Given passage
:::
12-year-old accidentally killed himself playing ‘passing out game’
A mother returned from the shops to find the "lifeless" body of her 12-year-old son after he accidentally strangled himself, an inquest heard.
Karnel Haughton, described as a "happy, smiling and caring" boy, was found at the bottom of the stairs with a ligature loosely placed around his neck.
The youngster, from Castle Vale, Birmingham, died after accidentally choking himself as he tried to experience the sensation of passing out and coming round, an inquest into his death heard.
Recording a verdict of death by misadventure, coroner Emma Brown said: "This is the most tragic of deaths in extremely alarming circumstances."
Birmingham Coroner's Court heard Gemma Haughton "started screaming" and frantically dialled 999 when she discovered her son in the evening of June 1.
The first paramedic arrived at the property in Viscount Close seven minutes later and said there was an "emotional scene".
Stuart Bastock, of West Midlands Ambulance Service, told the inquest: "When I arrived at the address, there was a crowd of people outside, around 40 people."
He found Karnel's mother in "quite an emotional state" and the youngster unresponsive, lying on his back and began basic life support and chest compressions.
Karnel was taken to Birmingham's Heartlands Hospital but was declared dead at 10.37pm, although the court heard he had died while at the property.
The court heard Karnel had been overheard speaking to another child hours before his death, and after being asked "are you going to do it?" Karnel replied "yes", Detective Constable Katrina Sands said.
Karnel's mother, who initially thought her son had run down the stairs with the ligature around his neck and fallen, described him as "happy, smiling, joking around and caring".
But the inquest concluded that Karnel had unintentionally caused his own death, with the coroner adding the boy "did not realise the danger" of attempting to pass out through strangulation.
The court heard that another year seven pupil at the Greenwood Academy, where Karnel was a pupil, had required first aid three months earlier after taking part in the so-called "pass out challenge".
Barry French, the headteacher of the school at the time, said a number of pupils were involved and he called an assembly to warn pupils of the potentially fatal consequences of the activity.
He said that research into the "challenge" had led him to a "myriad versions of this game... this awful thing".
He told the inquest: "Hundreds of thousands of videos (were on YouTube) glamorising this activity.
"There are so many examples of how to engage in choking games or pass out challenges where it's glamorised. It's very hard to control.
:::
Your objective
Reproduce word for word the stretch of the inquest article from "Birmingham Coroner's Court" through "and chest compressions.".

Natural-language object grounding data
:::
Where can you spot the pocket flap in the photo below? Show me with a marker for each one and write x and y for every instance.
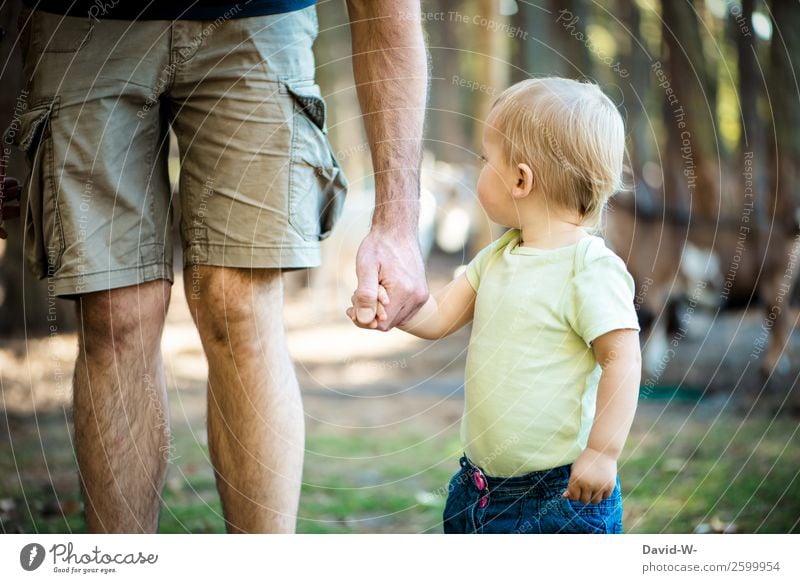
(312, 105)
(24, 129)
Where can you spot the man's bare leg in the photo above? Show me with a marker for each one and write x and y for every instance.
(255, 414)
(120, 409)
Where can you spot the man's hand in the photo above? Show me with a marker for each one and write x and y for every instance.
(394, 262)
(390, 68)
(593, 477)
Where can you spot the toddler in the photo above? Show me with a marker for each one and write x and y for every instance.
(553, 366)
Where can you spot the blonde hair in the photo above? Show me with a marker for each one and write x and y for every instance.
(570, 134)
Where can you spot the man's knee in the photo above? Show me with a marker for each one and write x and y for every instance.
(228, 304)
(118, 320)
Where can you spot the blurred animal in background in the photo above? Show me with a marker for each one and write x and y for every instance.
(715, 264)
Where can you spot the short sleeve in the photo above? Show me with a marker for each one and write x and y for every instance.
(602, 299)
(477, 267)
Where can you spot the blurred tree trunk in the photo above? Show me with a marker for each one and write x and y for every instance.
(752, 145)
(446, 95)
(533, 54)
(691, 175)
(784, 96)
(492, 68)
(24, 302)
(569, 31)
(635, 89)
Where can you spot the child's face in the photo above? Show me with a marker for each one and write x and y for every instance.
(496, 181)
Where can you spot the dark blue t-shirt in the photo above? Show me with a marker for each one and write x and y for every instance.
(167, 9)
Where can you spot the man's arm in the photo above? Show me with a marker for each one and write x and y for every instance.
(594, 472)
(391, 73)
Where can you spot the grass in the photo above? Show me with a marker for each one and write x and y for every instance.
(681, 471)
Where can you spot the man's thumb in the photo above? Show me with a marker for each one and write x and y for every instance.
(366, 295)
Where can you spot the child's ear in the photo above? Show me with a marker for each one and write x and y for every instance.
(524, 181)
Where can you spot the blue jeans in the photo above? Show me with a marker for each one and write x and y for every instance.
(529, 504)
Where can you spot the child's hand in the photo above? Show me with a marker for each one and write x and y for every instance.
(593, 477)
(380, 310)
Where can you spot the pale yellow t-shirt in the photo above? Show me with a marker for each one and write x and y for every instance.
(531, 376)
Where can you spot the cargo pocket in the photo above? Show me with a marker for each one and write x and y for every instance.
(44, 238)
(317, 185)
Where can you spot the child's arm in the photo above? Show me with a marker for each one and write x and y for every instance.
(446, 311)
(594, 472)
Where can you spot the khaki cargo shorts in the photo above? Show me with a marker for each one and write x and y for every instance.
(259, 186)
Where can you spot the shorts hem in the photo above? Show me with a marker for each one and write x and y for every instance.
(73, 285)
(254, 257)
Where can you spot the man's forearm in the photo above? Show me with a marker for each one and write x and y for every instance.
(391, 73)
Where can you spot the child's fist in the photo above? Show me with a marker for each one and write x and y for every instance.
(380, 310)
(593, 477)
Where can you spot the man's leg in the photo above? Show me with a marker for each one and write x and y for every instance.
(120, 409)
(255, 414)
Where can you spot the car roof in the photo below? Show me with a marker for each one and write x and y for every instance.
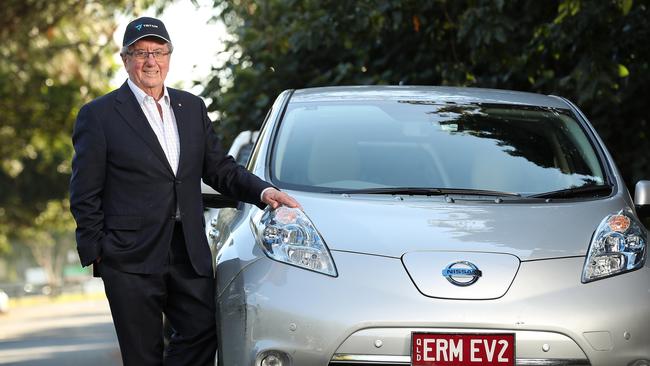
(439, 94)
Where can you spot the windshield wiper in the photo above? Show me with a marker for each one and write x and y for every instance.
(420, 191)
(590, 190)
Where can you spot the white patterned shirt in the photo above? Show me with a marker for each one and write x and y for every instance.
(165, 129)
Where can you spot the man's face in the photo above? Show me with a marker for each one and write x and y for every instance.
(148, 74)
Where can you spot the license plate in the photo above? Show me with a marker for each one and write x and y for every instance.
(462, 349)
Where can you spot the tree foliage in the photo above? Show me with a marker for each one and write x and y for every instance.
(591, 52)
(55, 56)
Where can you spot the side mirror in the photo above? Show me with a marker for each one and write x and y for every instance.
(642, 198)
(214, 199)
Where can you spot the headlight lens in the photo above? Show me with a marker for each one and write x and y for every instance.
(618, 246)
(287, 235)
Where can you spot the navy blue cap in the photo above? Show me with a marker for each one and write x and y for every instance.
(144, 27)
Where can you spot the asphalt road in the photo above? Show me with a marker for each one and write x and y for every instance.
(67, 333)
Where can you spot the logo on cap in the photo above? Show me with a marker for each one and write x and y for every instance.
(139, 26)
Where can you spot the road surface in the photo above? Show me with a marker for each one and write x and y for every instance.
(61, 333)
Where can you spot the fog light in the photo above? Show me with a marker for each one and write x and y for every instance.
(273, 358)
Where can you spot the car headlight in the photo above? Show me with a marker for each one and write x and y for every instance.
(618, 246)
(287, 235)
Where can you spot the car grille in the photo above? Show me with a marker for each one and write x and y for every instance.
(370, 360)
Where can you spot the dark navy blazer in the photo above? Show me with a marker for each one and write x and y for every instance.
(123, 192)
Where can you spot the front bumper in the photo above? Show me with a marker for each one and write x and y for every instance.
(313, 319)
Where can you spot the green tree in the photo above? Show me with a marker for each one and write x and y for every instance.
(55, 56)
(592, 52)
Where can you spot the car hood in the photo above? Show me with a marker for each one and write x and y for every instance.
(393, 226)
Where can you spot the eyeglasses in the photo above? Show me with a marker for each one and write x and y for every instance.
(141, 55)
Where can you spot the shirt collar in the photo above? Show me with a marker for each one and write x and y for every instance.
(141, 96)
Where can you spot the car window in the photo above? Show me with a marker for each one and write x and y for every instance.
(356, 145)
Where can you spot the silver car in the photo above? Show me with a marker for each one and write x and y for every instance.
(440, 226)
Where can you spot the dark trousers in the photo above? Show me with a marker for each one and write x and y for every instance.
(138, 301)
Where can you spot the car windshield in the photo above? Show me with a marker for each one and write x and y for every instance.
(363, 145)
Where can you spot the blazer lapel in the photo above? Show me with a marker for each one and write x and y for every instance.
(127, 106)
(180, 114)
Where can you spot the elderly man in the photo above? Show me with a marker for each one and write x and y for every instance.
(140, 154)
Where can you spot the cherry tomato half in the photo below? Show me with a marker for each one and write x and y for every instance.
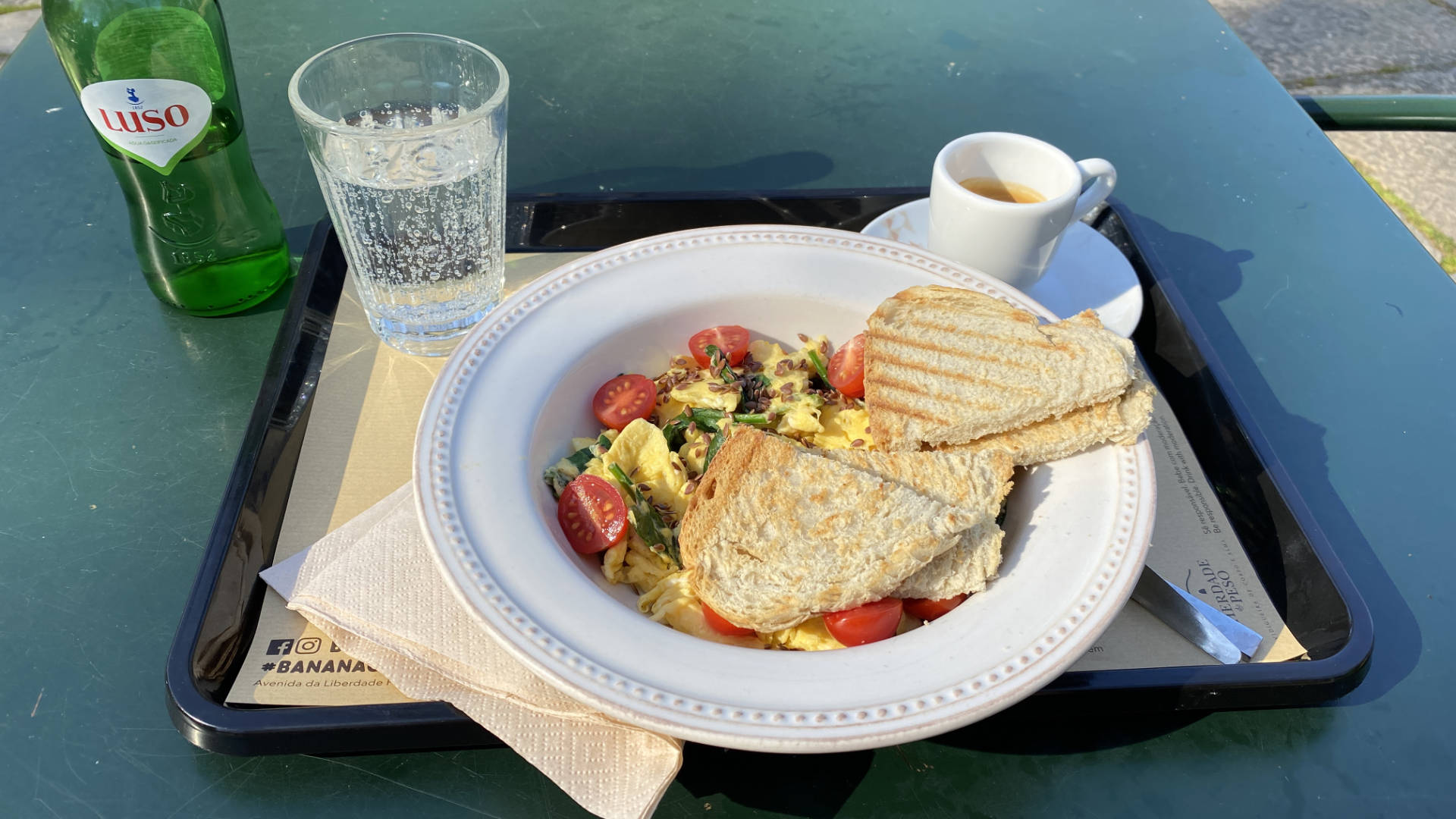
(922, 608)
(865, 624)
(623, 400)
(846, 368)
(731, 338)
(592, 513)
(721, 626)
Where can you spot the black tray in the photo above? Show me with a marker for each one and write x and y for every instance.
(1310, 586)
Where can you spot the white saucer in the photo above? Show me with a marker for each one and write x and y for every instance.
(1088, 270)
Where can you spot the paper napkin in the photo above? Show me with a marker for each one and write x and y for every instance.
(375, 589)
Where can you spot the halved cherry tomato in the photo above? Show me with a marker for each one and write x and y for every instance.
(731, 338)
(721, 626)
(865, 624)
(846, 368)
(922, 608)
(623, 400)
(592, 513)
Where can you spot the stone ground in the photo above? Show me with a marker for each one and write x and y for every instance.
(1318, 47)
(1312, 47)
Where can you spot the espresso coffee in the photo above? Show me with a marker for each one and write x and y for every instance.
(1001, 190)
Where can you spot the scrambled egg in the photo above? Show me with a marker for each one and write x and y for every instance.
(788, 375)
(641, 452)
(676, 605)
(842, 426)
(808, 635)
(663, 475)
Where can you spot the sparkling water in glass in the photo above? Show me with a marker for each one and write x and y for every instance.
(406, 133)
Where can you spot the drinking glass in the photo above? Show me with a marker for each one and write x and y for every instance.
(406, 133)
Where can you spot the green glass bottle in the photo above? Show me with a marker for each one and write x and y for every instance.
(156, 80)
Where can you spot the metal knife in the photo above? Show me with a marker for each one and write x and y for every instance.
(1206, 627)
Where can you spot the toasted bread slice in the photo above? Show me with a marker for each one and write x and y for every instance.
(1120, 420)
(946, 365)
(775, 534)
(977, 482)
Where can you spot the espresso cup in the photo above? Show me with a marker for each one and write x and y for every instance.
(1009, 240)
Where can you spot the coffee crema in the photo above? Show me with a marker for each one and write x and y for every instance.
(1001, 190)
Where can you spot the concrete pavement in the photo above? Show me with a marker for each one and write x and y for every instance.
(1321, 47)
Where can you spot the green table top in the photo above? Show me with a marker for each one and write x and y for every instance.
(120, 420)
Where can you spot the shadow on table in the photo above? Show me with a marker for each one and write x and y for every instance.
(1019, 730)
(772, 172)
(820, 787)
(1207, 276)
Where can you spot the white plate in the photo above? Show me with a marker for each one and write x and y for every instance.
(1087, 271)
(519, 387)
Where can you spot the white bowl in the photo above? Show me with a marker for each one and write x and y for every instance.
(519, 388)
:::
Your response
Birmingham Coroner's Court heard Gemma Haughton "started screaming" and frantically dialled 999 when she discovered her son in the evening of June 1.
The first paramedic arrived at the property in Viscount Close seven minutes later and said there was an "emotional scene".
Stuart Bastock, of West Midlands Ambulance Service, told the inquest: "When I arrived at the address, there was a crowd of people outside, around 40 people."
He found Karnel's mother in "quite an emotional state" and the youngster unresponsive, lying on his back and began basic life support and chest compressions.